内容はタイトルにあるとおり次のようなもの。

  • いたずらの通報が頻繁
  • 虚偽通報現場でのヒントを手掛かりに消防士が捜査
  • 職務外の捜査として停職3カ月
  • 捜査後に虚偽通報止まる

今回の記事も、現役消防士や消防職員OBへの取材をもとに説明します。
この記事を読むことで、今回の事案の本質が詳しく理解できます。

それでは、レポートします。

警察でもない消防士がなぜプライベートで捜査をしたのか事案の大まかな流れを確認しよう

令和4年6月30日(木)のプレスリリースです。
その内容がこちら。

いたずら目的とみられる119番通報をした人物を特定するため、勝手に防犯カメラ映像を部下に撮影させ第三者に見せたとして、習志野市消防本部は令和4年6月29日(水)、警防課の男性消防司令補(47)を停職3カ月にしました。

習志野市消防本部によると、防犯カメラがある付近は「火事が起きた」との虚偽内容の119番通報が相次ぎ、消防司令補は

「いたずらを食い止めたかった。間違ったことはしていない」

と説明しています。
しかし、習志野市消防本部は

「警察に任せるべきだった。職務で知った情報を他人に漏らしており、地方公務員法の守秘義務にも違反する」

として処分しました。

地方公務員法の守秘義務はこちら。

秘密を守る義務

職員は、職務上知り得た秘密を漏らしてはならない。 その職を退いた後もまた、同様とする。

(地方公務員法第34条)

この消防司令補は中央消防署勤務だった令和4年2月14日、119番通報で市内の店に出動した際、店の防犯カメラ映像から、いたずら通報をした疑いがある人物を推定しました。
そして、その防犯カメラの映像を、20代部下の個人用スマートフォンで撮影させました。
服装などの特徴から、いたずら通報をした疑いのある人物の関係先に出向き

「この人を知っているか」

などと映像を見せて確認しました。

この行動は、消防司令補が提出した詳細な出動報告書で判明します。
消防司令補は警察にも事後報告していた。
いたずら通報は令和4年の1月~2月にかけて6件ありましたが、消防司令補の行動後は止まったということです。

習志野市消防本部の広瀬義嗣消防長はこの処分について、

「再発防止に向けて全ての職員が法令順守を徹底するよう取り組む」

とのコメントを出しました。

- 提供データ:
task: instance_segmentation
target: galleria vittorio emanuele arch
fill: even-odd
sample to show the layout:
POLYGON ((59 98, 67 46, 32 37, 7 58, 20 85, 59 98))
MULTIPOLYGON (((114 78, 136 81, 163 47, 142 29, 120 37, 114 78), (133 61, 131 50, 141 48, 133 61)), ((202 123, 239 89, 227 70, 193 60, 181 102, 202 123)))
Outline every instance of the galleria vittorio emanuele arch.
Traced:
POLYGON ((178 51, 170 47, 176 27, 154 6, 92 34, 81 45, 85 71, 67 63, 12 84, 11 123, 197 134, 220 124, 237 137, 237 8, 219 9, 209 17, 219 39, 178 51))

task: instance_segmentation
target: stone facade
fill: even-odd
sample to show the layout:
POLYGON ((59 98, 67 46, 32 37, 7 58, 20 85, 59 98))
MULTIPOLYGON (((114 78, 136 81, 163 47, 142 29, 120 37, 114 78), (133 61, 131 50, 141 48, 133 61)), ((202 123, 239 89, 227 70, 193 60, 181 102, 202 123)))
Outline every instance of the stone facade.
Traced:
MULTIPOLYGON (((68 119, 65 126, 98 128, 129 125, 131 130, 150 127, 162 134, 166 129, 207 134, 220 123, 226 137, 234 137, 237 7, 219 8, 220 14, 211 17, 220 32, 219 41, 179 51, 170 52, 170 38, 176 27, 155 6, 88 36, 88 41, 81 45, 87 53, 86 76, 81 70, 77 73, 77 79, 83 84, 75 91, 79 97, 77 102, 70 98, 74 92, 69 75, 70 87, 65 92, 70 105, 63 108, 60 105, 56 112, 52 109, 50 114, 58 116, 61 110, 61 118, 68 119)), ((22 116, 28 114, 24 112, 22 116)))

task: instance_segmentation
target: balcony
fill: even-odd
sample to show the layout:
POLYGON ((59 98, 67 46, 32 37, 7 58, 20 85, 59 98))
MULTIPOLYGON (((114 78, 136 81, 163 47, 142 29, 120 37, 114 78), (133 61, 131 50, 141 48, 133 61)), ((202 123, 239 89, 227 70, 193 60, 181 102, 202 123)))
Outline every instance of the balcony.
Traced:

- 課題の内容:
抜粋文では、習志野市消防本部が消防司令補を停職3カ月にした理由は何だと書かれていますか。1〜3文で説明してください。

- 完成した回答:
習志野市消防本部は、いたずら通報をした人物の特定は警察に任せるべきだったとしています。また、職務で知った防犯カメラの映像を部下のスマートフォンで撮影させ、第三者に見せて情報を漏らしたことが、地方公務員法の守秘義務に違反すると判断して処分しました。